Неприятное открытие произвело целый переворот в душе старого директора. Махотин упорно ищет первопричины, заставившие комсомолку верить евангельским притчам, советского учителя – славить Иисуса.
Проще простого – «принять меры». Долой из школы комсомолку Лубкову, вон с работы Морщихина, которому два года до пенсии. И снова будет тихо и мирно. Но Анатолий Матвеевич мыслит иначе: «Я слишком просто понимал прежде воспитание: вызови к себе ученика, поговори, втолкуй, воздействуй на него своим педагогическим обаянием. Ерунда! Нельзя воспитывать, вырывая человека из коллектива, нужно действовать так, чтобы весь коллектив стал воспитателем!»
Внутренний мир подростка вмещает в себя много больше, чем страницы учебника, он шире и глубже таблиц, дат и формул. Воспитание юного ума и сердца нельзя доверять равнодушным! Безотчетная тяга к религии вовсе не была заложена в Тосе Лубковой изначально. Она бросилась к господу потому, что ей было мало того, чем она жила в школе. Девушка искала веры – той, что может служить Опорой жизни. – и, конечно, не обязательно «христовой». Но что делать, если всем – и дома, и в школе – не до нее?!

> [Имеющиеся данные]:
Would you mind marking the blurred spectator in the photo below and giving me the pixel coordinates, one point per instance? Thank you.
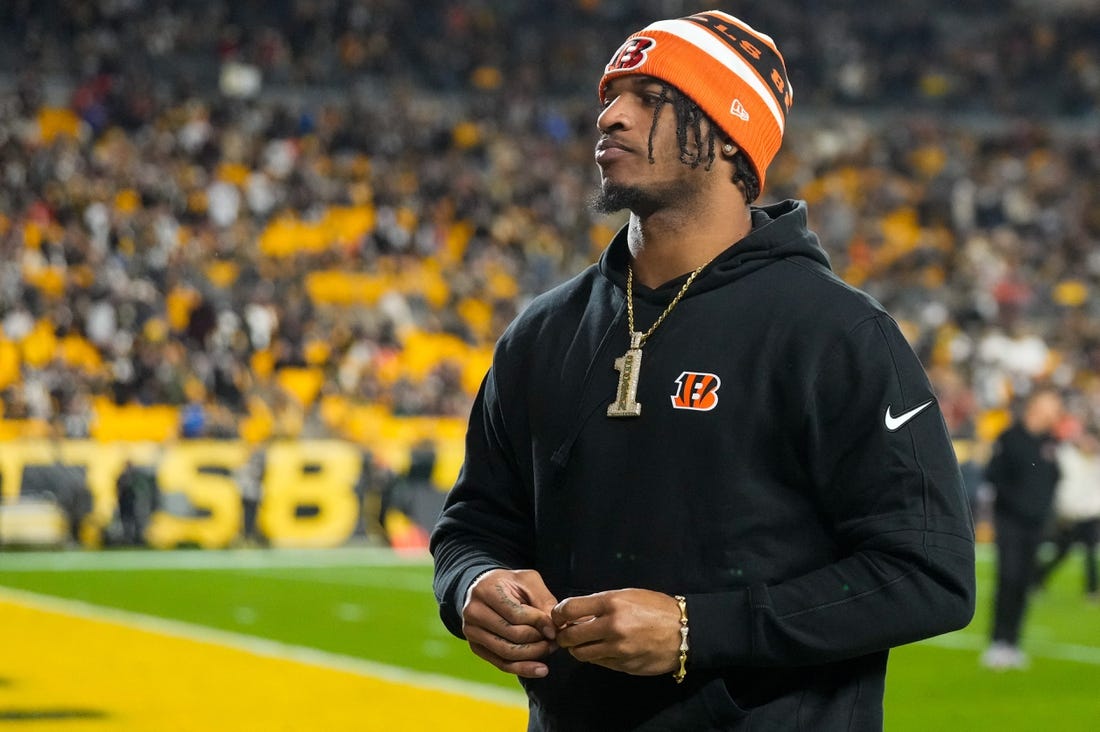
(1023, 471)
(360, 226)
(1077, 509)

> [Задания]:
1. Ответьте по отрывку на вопросы:
(а) Сколько лет осталось Морщихину до пенсии?
(б) Кем, по словам Анатолия Матвеевича, должен стать весь коллектив?
(в) Почему Тося Лубкова бросилась к господу?
2. Выпишите из отрывка фрагмент между словами "Внутренний мир подростка" и "не до нее?!", включая их.

> [Ответы к заданиям]:
1.
(а) Два года.
(б) Воспитателем.
(в) Ей было мало того, чем она жила в школе.

2.
Внутренний мир подростка вмещает в себя много больше, чем страницы учебника, он шире и глубже таблиц, дат и формул. Воспитание юного ума и сердца нельзя доверять равнодушным! Безотчетная тяга к религии вовсе не была заложена в Тосе Лубковой изначально. Она бросилась к господу потому, что ей было мало того, чем она жила в школе. Девушка искала веры – той, что может служить Опорой жизни. – и, конечно, не обязательно «христовой». Но что делать, если всем – и дома, и в школе – не до нее?!